• _Aim of the task_: After removing every image, reproduce the data exactly as it appears.

- Opening Delimiter -

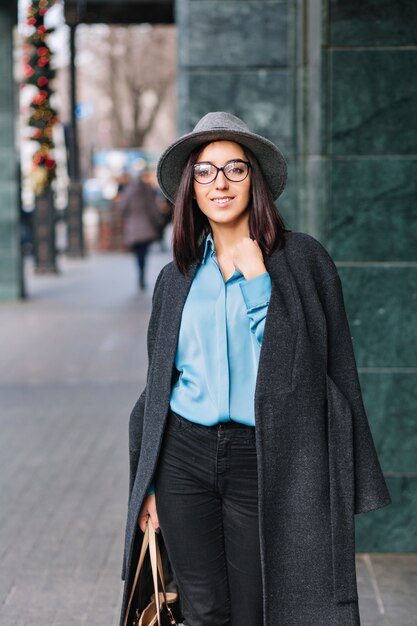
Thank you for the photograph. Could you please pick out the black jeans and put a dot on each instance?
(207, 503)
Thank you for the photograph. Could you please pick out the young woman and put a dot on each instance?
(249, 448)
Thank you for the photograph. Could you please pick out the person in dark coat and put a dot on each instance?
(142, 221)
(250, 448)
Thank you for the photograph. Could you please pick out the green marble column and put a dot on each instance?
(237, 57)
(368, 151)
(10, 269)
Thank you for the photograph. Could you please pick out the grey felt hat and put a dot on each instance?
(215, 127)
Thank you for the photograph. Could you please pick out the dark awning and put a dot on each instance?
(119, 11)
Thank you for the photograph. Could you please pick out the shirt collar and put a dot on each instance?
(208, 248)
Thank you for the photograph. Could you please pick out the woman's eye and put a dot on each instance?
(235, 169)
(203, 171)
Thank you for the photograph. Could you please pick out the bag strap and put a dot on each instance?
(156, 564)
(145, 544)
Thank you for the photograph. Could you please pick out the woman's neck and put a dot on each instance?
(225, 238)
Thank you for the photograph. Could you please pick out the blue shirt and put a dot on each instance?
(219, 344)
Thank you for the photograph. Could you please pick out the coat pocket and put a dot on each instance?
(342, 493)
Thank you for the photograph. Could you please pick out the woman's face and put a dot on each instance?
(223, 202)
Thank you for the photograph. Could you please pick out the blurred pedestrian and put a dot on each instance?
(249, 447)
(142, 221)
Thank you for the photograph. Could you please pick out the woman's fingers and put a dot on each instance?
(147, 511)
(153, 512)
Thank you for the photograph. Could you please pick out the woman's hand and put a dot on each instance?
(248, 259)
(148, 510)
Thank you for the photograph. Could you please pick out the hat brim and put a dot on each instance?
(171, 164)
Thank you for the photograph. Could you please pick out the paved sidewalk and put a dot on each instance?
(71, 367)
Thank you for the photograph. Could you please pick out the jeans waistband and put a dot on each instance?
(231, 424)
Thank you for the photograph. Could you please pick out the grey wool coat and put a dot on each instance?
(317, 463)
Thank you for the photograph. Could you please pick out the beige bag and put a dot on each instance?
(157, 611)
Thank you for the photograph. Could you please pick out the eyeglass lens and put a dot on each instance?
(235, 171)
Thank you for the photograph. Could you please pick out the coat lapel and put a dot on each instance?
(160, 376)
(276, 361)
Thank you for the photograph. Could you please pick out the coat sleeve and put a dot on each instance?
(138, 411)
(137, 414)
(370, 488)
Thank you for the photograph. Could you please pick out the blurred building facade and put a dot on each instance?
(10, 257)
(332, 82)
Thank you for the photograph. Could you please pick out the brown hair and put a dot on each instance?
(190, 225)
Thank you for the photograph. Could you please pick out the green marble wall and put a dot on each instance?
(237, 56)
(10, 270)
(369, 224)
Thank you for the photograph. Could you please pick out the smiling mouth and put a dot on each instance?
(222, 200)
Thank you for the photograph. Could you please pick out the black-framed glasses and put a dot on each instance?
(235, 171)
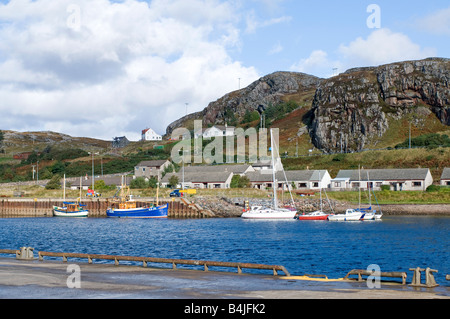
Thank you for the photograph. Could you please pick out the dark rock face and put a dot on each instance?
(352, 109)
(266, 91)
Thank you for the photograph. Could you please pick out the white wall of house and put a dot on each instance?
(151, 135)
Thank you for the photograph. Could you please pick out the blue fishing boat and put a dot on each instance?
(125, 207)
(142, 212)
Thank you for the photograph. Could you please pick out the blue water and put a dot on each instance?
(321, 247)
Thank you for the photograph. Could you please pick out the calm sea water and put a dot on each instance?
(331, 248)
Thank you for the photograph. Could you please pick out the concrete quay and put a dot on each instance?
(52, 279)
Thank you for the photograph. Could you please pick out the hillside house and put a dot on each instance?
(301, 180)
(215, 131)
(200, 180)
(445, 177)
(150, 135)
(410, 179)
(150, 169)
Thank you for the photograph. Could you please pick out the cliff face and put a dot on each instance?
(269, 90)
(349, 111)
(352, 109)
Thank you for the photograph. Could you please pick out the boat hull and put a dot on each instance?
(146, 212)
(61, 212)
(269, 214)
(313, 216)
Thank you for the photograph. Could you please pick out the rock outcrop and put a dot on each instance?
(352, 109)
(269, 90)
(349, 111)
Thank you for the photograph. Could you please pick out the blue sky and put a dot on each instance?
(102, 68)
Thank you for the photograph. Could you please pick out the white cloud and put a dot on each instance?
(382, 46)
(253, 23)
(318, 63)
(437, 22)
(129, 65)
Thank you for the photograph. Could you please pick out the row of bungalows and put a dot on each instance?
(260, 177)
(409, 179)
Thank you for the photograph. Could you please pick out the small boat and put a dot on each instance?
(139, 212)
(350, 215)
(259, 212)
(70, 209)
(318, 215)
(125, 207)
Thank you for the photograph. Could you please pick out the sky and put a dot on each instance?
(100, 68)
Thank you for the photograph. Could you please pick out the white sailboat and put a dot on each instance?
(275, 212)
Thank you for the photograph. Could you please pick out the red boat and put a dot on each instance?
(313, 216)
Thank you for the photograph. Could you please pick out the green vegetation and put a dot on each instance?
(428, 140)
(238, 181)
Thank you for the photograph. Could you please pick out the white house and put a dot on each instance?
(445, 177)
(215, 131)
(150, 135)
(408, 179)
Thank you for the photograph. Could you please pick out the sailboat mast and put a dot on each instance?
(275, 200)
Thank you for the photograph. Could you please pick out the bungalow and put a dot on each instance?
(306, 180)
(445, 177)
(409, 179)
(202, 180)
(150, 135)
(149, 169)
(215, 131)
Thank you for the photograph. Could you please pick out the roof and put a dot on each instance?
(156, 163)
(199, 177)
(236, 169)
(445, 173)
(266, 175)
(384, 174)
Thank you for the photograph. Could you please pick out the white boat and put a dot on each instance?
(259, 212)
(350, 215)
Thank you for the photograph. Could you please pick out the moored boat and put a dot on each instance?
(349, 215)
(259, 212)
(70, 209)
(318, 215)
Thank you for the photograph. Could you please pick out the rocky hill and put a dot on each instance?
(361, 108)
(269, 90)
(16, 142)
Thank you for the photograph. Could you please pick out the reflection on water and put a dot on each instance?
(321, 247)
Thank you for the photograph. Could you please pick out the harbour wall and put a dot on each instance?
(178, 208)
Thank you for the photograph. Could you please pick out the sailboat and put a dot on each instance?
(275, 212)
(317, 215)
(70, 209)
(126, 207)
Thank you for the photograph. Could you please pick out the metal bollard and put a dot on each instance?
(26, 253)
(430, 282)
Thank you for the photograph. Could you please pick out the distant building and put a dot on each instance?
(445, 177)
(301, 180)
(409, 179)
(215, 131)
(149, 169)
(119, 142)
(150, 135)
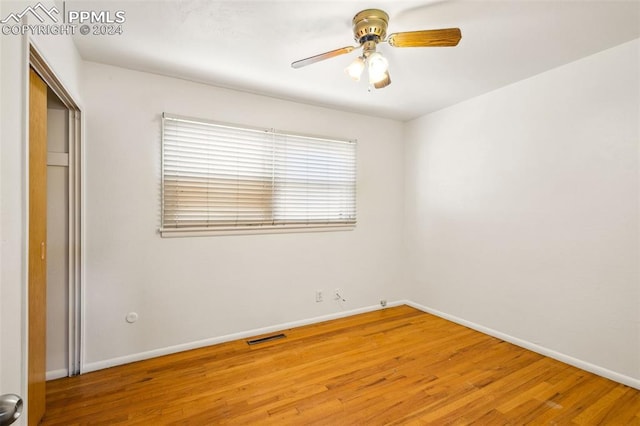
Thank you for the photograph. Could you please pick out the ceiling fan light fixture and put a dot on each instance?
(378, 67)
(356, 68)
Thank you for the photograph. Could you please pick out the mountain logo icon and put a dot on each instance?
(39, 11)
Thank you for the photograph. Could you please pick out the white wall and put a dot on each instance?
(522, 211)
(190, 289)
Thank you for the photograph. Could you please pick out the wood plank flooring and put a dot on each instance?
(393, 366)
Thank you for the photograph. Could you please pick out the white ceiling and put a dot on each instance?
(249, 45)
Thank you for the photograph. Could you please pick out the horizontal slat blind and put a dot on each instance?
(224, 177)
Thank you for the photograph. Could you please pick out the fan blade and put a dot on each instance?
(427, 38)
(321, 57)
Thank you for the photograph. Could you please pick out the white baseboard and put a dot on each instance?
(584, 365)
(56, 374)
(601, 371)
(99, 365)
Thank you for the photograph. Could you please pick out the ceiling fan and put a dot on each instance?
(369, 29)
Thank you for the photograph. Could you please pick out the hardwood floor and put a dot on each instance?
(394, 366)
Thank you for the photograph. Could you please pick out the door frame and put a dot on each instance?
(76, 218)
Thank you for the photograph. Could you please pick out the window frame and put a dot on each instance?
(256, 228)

- Closing Delimiter -

• _Result for this task_:
Thank you for the photograph. Could you please pick out the black jeans and put a dot on each instance?
(207, 503)
Thank you for the photograph. Could you please pick out the young woman and put a dot on each instance?
(249, 448)
Thank you for the photograph. Could you please pick out the person in dark coat and put a dot on each instance?
(142, 221)
(250, 448)
Thank you for the photograph. Could you please pick out the green marble column and put a dot on each instance?
(237, 57)
(368, 151)
(10, 269)
Thank you for the photograph. Could you please pick out the grey felt hat and put a dot on each instance?
(215, 127)
Thank you for the photograph. Could you please pick out the dark awning and put a dot on each instance?
(119, 11)
Thank you for the photograph. Could you please pick out the shirt collar and put a dot on each instance?
(208, 248)
Thank you for the photograph. Could you please pick out the woman's eye and put a dot on each instance?
(235, 169)
(203, 171)
Thank you for the photograph. Could you please pick out the bag strap and put a dot on each instance?
(156, 564)
(145, 544)
Thank you for the photograph. Could you please pick out the woman's neck and put a dot on each instance?
(225, 238)
Thank you for the photograph. Could you please pick out the blue shirt and put a dot on each instance?
(219, 344)
Thank you for the photograph. Could you please pick out the coat pocket and put a dot on each instance?
(342, 493)
Thank you for the photograph. Could you please pick out the woman's face and put a dot on each instance?
(223, 202)
Thank you for the photograph. Could you please pick out the blurred pedestrian and put a dot on each instance?
(249, 447)
(142, 221)
Thank you for the photograph. Could you please pick out the woman's fingers and put a dot on each instance?
(147, 511)
(153, 512)
Thank you for the photograph. Could you please pick out the woman's hand and put a dot on each instance?
(248, 259)
(148, 510)
Thank you for the photograph. Could you please pick out the hat brim and put a dot on each instance?
(171, 164)
Thank you for the photograph. Could you please pick out the paved sidewalk and put a dot on each instance?
(71, 367)
Thank you for the photograph. Could you please pick out the jeans waistband and put a dot on each instance?
(231, 424)
Thank you for the photograph. Could you please pick out the grey wool coat and put a dot on each instance?
(317, 463)
Thank you for the photograph. Could you please pick out the beige bag and put a dot on each instance?
(157, 611)
Thank you for the photograph. Could you please pick out the eyeglass lens and put a dot on each instance?
(235, 171)
Thank you for the photograph. Could you please pick out the coat lapel and put a dot on each instance?
(160, 376)
(276, 361)
Thank you for the photograph. Could you please pick out the coat sleeve and put a dot on each instance?
(138, 411)
(137, 414)
(370, 488)
Thank you for the photograph. Could you please pick out the blurred building facade and put a dot on each instance?
(10, 257)
(332, 82)
Thank you for the photograph. Could you please pick out the brown hair and put a dot on each instance?
(190, 225)
Thank you for the photograph. Could you please pick out the green marble wall and put a dot on each instance?
(237, 56)
(10, 270)
(369, 224)
Thank you for the photograph. Could you please pick out the smiling mouth and put a dot on each instance?
(222, 200)
Thank you for the photograph. Could you please pick out the black-framed glasses and put a dot on each instance?
(235, 171)
Thank you for the photograph. Could you please pick out the dark rock face and put a dot on each instance?
(352, 109)
(266, 91)
Thank you for the photograph. Could you please pick out the white wall of house and put a dot on each instance?
(151, 135)
Thank you for the photograph. Could you please pick out the blue fishing boat and put a dot on each instance?
(125, 207)
(142, 212)
Thank you for the photograph. Could you please pick out the blue water and put a dot on each instance?
(321, 247)
Thank you for the photograph. Could you please pick out the calm sea water and put a dot on each instance?
(331, 248)
Thank you for the photograph. Could you please pick out the concrete quay and put a dot on each instance?
(52, 279)
Thank you for the photograph. Could you please pick out the hillside house and put a dot on each instance?
(301, 180)
(215, 131)
(200, 180)
(445, 177)
(150, 135)
(410, 179)
(150, 169)
Thank you for the photograph. Could you please pick out the cliff face and put a dot on each instance?
(269, 90)
(349, 111)
(352, 109)
Thank you for the photograph. Could you please pick out the boat hull and put a dot on each instance?
(146, 212)
(61, 212)
(269, 214)
(313, 216)
Thank you for the photograph. Could you please pick out the rock outcrop and put a dot on each instance?
(352, 109)
(269, 90)
(349, 111)
Thank you for the photograph. Could you please pick out the blue sky and put a dot on each instance?
(102, 68)
Thank you for the photograph. Could you please pick out the white cloud and put a dot on each instance?
(382, 46)
(253, 23)
(318, 63)
(437, 22)
(129, 65)
Thank you for the photograph. Could you please pick out the row of bungalows and put a dot on each instance?
(260, 177)
(409, 179)
Thank you for the photograph. Could you please pick out the small boat and put a dot on each instance?
(139, 212)
(350, 215)
(259, 212)
(70, 209)
(318, 215)
(125, 207)
Thank you for the photograph. Could you please pick out the sky and put a dot on each instance?
(100, 68)
Thank you for the photograph. Could you please pick out the white sailboat and put a dot on each instance?
(275, 212)
Thank you for the photograph. Could you please pick out the red boat and put a dot on each instance?
(313, 216)
Thank you for the photograph. Could you please pick out the green vegetation and put a dot on each instance?
(428, 140)
(238, 181)
Thank you for the photograph. Could you please pick out the white house and put a dot on each instance?
(445, 177)
(215, 131)
(150, 135)
(408, 179)
Thank you for the photograph. Could you please pick out the sailboat mast and put a dot on each instance?
(275, 200)
Thank you for the photograph. Could you please pick out the bungalow and put a dot on each instance?
(306, 180)
(445, 177)
(409, 179)
(202, 180)
(150, 135)
(149, 169)
(215, 131)
Thank you for the photograph. Could you please pick out the roof and put a dot on each instance?
(156, 163)
(199, 177)
(236, 169)
(445, 173)
(266, 175)
(384, 174)
Thank you for the photograph. Could you please pick out the white boat and put a dot on each instance?
(259, 212)
(350, 215)
Thank you for the photograph. Could you please pick out the moored boat and put a dot on each instance?
(349, 215)
(259, 212)
(70, 209)
(318, 215)
Thank you for the photograph. Could you please pick out the rocky hill and put a dot on each instance?
(361, 108)
(269, 90)
(16, 142)
Thank you for the photograph. Could you please pick out the reflection on water and put a dot on each instance?
(321, 247)
Thank you for the photograph. Could you please pick out the harbour wall and put a dot on each instance?
(178, 208)
Thank you for the photograph. Could you please pick out the sailboat and put a dot on each instance?
(275, 212)
(317, 215)
(70, 209)
(126, 207)
Thank you for the photograph. Could you please pick out the metal bollard and put a dot on each instance?
(26, 253)
(430, 282)
Thank you for the photograph. Could you please pick out the distant building and put a dot on each instance?
(445, 177)
(301, 180)
(409, 179)
(215, 131)
(149, 169)
(119, 142)
(150, 135)
Thank you for the photograph. Could you please pick out the ceiling fan light fixture and put a dot on each instance?
(378, 67)
(356, 68)
Thank you for the photograph. Could you please pick out the mountain logo icon and put a dot on each instance?
(39, 11)
Thank you for the photograph. Could you please pick out the white wall and put a dot on each instance?
(522, 211)
(190, 289)
Thank you for the photograph. Could you please pick out the wood plank flooring and put a dot on each instance?
(393, 366)
Thank you for the photograph. Could you please pick out the white ceiling and put a dot on each instance?
(249, 45)
Thank you for the photograph. Could you please pick out the horizontal slat blind and put a dot on each instance?
(224, 177)
Thank you for the photograph. Could you please pick out the fan blade and put a dot on each instance?
(427, 38)
(321, 57)
Thank you for the photograph. Could you please pick out the white baseboard and put a dot on each instance?
(584, 365)
(56, 374)
(601, 371)
(99, 365)
Thank you for the photograph. Could you please pick out the ceiling fan and put a dot on each instance?
(369, 29)
Thank you for the photograph. Could you please pick out the hardwood floor and put a dot on each instance?
(394, 366)
Thank you for the photograph. Could you please pick out the door frame and put a dot on each instance?
(76, 218)
Thank you for the photograph. Could you please pick out the window frame and put a dot on each instance?
(256, 228)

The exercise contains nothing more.